§ WRITTEN PROBLEM
Reproduce every line of the material below with each x and y point coordinate scaled by 0.75 and rounded to a whole number, halves rounded up. Keep all other lines unchanged, and leave the pictures out.
##############################
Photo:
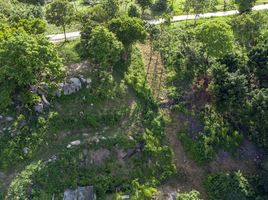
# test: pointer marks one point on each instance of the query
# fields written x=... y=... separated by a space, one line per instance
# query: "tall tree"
x=128 y=30
x=61 y=13
x=104 y=48
x=247 y=28
x=229 y=89
x=258 y=62
x=26 y=60
x=245 y=5
x=111 y=7
x=216 y=36
x=144 y=4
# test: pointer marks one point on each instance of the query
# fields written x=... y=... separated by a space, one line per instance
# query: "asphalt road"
x=55 y=38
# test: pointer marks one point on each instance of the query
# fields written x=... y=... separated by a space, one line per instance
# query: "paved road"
x=73 y=35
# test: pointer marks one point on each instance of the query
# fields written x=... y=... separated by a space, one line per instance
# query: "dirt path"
x=192 y=174
x=155 y=71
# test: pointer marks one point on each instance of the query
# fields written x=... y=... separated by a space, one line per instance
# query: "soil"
x=191 y=175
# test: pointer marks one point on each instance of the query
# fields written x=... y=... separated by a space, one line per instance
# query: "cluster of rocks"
x=72 y=86
x=81 y=193
x=69 y=87
x=6 y=119
x=74 y=143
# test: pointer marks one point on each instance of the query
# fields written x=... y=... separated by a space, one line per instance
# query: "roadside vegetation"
x=131 y=108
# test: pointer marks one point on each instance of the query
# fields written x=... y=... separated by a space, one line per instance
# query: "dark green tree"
##############################
§ SOLUTION TO THE EXERCISE
Photo:
# test: pointer marks one point on each instance of the query
# fields written x=... y=... separated by a space, one line per instance
# query: "tall tree"
x=96 y=23
x=46 y=10
x=78 y=36
x=185 y=21
x=172 y=67
x=194 y=47
x=20 y=45
x=184 y=4
x=83 y=5
x=162 y=27
x=108 y=3
# test: pointer marks one point on each instance of the query
# fields written x=... y=... separated by a space, one line per instance
# query: "asphalt road"
x=41 y=29
# test: pointer marks one point on each instance of the query
# fields written x=... y=... separated by a space, one line per instance
# query: "paved road"
x=55 y=26
# test: pointer marks one point on each instance of the query
# fields written x=... y=... separated by a space, one line per instance
# query: "dirt path"
x=144 y=131
x=116 y=53
# test: pointer marks one point on each instance of the query
# fields written x=... y=... separated by a space, one line per instance
# query: "soil"
x=143 y=131
# test: pointer marks one point on each instance of the query
# fields written x=... y=... separated by a space, one line per instance
# query: "cluster of rocks"
x=54 y=65
x=61 y=145
x=52 y=65
x=5 y=89
x=56 y=107
# test: pointer marks one point on each instance of the query
# fields written x=... y=... separated by a space, one line per instance
# query: "roadside vegetation"
x=98 y=81
# test: pointer marks one point on each instance of the query
# fields written x=... y=... separated by a space, one line per instance
# query: "dark green tree"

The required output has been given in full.